+++ Quoted passage

Are there dependencies on the current error messages which prevent such changes?
Yeah: the POSIX standard says what the error codes from regcomp() are.
POSIX defines
REG_ESUBREG
Number in \digit invalid or in error.
which does seem to cover this case, so what I'd argue is that we should
improve the "invalid backreference number" text rather than invent
a nonstandard error code. Maybe about like "backreference number does
not exist or cannot be referenced from here"?
(Admittedly, there's not a huge reason why src/backend/regex/ needs to
stay compliant with the POSIX API today. But I still have ambitions to
split that out as a free-standing library someday, as Henry Spencer had
originally planned to do. So I'd rather stick to the API spec.)
It might be worth checking what text is attributed to this error code
by PCRE and other implementations of the POSIX spec.
regards, tom lane
On Aug 22, 2021, at 7:47 PM, Tom Lane <tgl@sss.pgh.pa.us> wrote:
Yeah: the POSIX standard says what the error codes from regcomp() are.
I'm not sure how to interpret them. The language "The implementation may define additional macros or constants using names beginning with REG_" at the bottom of the docs might imply that one can add to the list.
POSIX defines
REG_ESUBREG
Number in \digit invalid or in error.which does seem to cover this case,
Hmm. The number is neither invalid nor in error. The only thing arguing in favor of using this code is that the error message contains the word "backreference":
"REG_ESUBREG", "invalid backreference number"
which gives the reader a clue that the problem has something to do with a backreference in the pattern. But the POSIX wording "Number in \digit invalid or in error." doesn't even have that advantage. We seem to be using the wrong return code. I would think a more generic
REG_BADPAT
Invalid regular expression.
would be the correct code, though arguably far less informative.

++++++
+++ Records shown

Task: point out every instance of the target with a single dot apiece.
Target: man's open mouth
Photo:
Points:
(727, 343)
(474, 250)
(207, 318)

++++++

Job A =>
Please answer these questions about the regex error-code thread, one answer a line, marked (i), (ii), (iii) like the questions.
(i) What description does POSIX give for REG_ESUBREG?
(ii) Who originally planned to split the regex code out as a free-standing library?
(iii) Which error code does the reply suggest would be the correct one instead?
Job B =>
Carry the regex error-code thread on from its last sentence.

Task answer A =>
(i) "Number in \digit invalid or in error."
(ii) Henry Spencer
(iii) REG_BADPAT ("Invalid regular expression.")

Task answer B =>
so what I'd argue is that we should
improve the "invalid backreference number" text rather than invent
a nonstandard error code. Maybe about like "backreference number does
not exist or cannot be referenced from here"?
Assuming we leave the error codes alone, how about, "backreference number invalid or cannot be referenced from here"?
(Admittedly, there's not a huge reason why src/backend/regex/ needs to
stay compliant with the POSIX API today. But I still have ambitions to
split that out as a free-standing library someday, as Henry Spencer had
originally planned to do. So I'd rather stick to the API spec.)
That's fine. Something else might kill that ambition, but this quibble over error messages isn't nearly important enough to do so.
It might be worth checking what text is attributed to this error code
by PCRE and other implementations of the POSIX spec.
Reading the docs at pcre.org, it appears that capture groups are allowed in look-around assertions. Our engine doesn't do that, instead treating all groups within assertions as non-capturing. I don't see anything about whether backreferences are allowed within pcre assertions, but I know that perl itself does allow them. So maybe the error text used by other implementations is irrelevant?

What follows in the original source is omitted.